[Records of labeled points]
+ + +
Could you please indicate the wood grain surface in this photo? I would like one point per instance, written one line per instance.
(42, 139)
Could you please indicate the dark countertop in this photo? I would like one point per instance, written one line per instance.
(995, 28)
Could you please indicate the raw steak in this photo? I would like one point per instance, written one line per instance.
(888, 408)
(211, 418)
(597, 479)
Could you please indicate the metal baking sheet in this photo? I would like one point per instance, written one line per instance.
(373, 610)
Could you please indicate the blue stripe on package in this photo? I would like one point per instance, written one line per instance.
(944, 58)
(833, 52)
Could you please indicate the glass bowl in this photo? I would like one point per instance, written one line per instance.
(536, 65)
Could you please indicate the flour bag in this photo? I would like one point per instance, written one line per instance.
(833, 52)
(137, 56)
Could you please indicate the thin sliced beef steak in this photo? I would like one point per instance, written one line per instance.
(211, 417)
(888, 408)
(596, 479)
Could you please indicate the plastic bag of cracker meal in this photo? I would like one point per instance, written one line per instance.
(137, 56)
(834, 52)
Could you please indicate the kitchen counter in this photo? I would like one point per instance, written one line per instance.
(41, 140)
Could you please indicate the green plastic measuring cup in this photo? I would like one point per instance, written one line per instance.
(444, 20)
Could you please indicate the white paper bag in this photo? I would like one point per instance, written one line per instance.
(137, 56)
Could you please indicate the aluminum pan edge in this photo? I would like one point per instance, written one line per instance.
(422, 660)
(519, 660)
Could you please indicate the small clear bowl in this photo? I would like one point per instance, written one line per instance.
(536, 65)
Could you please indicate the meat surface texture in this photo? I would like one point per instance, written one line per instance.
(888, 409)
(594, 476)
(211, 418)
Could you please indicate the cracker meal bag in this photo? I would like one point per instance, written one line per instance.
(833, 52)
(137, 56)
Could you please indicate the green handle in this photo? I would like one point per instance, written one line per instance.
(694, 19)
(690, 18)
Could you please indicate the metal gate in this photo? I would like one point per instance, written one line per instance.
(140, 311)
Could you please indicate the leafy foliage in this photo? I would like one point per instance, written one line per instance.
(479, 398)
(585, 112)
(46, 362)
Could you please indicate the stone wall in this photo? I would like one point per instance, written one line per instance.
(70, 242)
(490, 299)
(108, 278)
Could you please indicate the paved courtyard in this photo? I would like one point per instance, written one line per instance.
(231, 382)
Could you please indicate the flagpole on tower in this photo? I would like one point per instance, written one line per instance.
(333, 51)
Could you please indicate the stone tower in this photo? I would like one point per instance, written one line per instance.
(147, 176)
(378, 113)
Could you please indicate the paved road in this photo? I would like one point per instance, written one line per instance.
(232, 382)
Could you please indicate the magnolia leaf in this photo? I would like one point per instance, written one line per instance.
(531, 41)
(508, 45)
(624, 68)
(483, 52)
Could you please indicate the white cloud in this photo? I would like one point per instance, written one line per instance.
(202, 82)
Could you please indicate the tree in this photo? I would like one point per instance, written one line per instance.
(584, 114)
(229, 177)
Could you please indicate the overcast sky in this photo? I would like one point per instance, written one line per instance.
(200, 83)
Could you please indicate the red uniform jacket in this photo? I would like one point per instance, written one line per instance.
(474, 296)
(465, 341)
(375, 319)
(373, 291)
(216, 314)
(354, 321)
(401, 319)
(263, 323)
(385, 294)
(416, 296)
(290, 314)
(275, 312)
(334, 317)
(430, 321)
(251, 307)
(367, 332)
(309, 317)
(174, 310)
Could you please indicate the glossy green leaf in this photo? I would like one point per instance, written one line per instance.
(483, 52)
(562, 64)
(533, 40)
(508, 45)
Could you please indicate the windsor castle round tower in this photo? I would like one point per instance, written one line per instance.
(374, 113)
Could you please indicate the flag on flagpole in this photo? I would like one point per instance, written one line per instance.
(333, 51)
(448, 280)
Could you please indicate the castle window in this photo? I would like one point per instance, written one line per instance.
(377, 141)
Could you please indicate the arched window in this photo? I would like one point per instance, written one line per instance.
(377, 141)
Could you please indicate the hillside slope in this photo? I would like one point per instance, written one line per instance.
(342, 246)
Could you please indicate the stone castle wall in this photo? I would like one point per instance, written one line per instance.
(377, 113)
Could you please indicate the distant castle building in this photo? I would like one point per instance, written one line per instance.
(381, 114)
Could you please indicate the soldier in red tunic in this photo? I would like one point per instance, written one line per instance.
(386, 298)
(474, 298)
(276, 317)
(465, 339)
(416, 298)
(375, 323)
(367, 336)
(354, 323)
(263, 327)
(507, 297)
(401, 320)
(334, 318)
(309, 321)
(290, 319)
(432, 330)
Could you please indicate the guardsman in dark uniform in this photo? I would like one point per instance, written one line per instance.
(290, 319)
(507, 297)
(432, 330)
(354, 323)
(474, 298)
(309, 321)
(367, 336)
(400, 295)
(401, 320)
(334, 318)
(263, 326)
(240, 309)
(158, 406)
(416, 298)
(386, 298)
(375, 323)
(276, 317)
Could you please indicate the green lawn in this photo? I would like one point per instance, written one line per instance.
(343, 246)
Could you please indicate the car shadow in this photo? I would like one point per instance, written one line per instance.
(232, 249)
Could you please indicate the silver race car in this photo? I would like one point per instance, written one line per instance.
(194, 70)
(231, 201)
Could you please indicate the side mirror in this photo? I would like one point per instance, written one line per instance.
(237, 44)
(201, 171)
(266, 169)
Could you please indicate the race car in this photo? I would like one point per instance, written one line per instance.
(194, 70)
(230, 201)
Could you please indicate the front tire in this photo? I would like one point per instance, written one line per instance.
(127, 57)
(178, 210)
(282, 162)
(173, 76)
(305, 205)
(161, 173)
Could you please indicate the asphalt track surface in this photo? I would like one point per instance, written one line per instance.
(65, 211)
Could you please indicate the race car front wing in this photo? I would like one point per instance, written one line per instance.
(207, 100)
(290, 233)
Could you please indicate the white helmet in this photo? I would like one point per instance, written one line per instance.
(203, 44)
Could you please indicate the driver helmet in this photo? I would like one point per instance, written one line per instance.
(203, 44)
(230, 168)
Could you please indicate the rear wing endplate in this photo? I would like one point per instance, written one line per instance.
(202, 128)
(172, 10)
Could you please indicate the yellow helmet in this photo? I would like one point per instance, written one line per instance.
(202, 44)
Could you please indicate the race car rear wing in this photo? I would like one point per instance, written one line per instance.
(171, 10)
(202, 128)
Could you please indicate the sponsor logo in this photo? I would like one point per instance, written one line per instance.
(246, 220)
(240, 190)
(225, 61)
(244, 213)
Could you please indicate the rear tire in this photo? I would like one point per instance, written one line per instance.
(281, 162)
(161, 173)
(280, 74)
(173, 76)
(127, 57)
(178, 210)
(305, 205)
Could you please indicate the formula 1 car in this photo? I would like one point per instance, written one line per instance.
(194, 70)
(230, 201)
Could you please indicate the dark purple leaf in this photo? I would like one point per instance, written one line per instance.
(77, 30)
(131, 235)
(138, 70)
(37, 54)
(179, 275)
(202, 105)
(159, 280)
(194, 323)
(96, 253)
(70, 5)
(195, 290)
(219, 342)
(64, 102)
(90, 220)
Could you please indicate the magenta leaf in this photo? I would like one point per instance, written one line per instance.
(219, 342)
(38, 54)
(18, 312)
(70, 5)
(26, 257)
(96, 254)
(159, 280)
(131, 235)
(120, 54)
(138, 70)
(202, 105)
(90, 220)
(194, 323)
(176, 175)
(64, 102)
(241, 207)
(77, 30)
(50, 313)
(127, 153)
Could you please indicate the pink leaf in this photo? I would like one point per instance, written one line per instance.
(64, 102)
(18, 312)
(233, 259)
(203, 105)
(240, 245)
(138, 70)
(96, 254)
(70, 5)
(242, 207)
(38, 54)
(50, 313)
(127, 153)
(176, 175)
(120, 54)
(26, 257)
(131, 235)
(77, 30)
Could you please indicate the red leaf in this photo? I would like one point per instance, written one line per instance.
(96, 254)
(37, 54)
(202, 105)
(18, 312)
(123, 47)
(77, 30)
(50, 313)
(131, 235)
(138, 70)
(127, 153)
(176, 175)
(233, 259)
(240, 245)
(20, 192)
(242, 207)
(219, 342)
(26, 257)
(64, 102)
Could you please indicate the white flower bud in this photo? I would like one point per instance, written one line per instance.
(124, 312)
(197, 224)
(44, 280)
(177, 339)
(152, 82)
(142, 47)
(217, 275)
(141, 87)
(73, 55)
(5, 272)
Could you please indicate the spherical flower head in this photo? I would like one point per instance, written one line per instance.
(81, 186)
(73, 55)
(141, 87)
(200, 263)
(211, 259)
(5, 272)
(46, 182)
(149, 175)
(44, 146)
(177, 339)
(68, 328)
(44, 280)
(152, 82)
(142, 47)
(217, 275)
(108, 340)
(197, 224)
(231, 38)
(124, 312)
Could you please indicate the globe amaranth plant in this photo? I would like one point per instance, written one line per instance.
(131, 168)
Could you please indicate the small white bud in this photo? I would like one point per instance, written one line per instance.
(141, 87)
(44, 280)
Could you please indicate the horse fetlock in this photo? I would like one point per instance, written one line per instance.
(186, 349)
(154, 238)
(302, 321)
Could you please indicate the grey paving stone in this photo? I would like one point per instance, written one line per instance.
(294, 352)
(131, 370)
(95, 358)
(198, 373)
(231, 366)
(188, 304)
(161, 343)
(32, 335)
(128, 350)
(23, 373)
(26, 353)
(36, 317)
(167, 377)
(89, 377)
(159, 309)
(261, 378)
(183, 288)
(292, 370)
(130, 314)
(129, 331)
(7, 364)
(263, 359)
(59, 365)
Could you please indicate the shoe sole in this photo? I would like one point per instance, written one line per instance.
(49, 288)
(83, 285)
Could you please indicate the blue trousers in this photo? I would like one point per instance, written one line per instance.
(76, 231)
+ + +
- _Given problem_
Rewrite the data from the line with "Could you please indicate the shoe" through the end, keeping every line, and add 68 to each coordinate.

- _Exercise answer_
Could you please indicate the shoe sole in this photo? I would like one point per instance, written one line per instance.
(117, 356)
(151, 353)
Could you please indicate the blue trousers in this photo? I would like one point per instance, written one line per instance.
(144, 299)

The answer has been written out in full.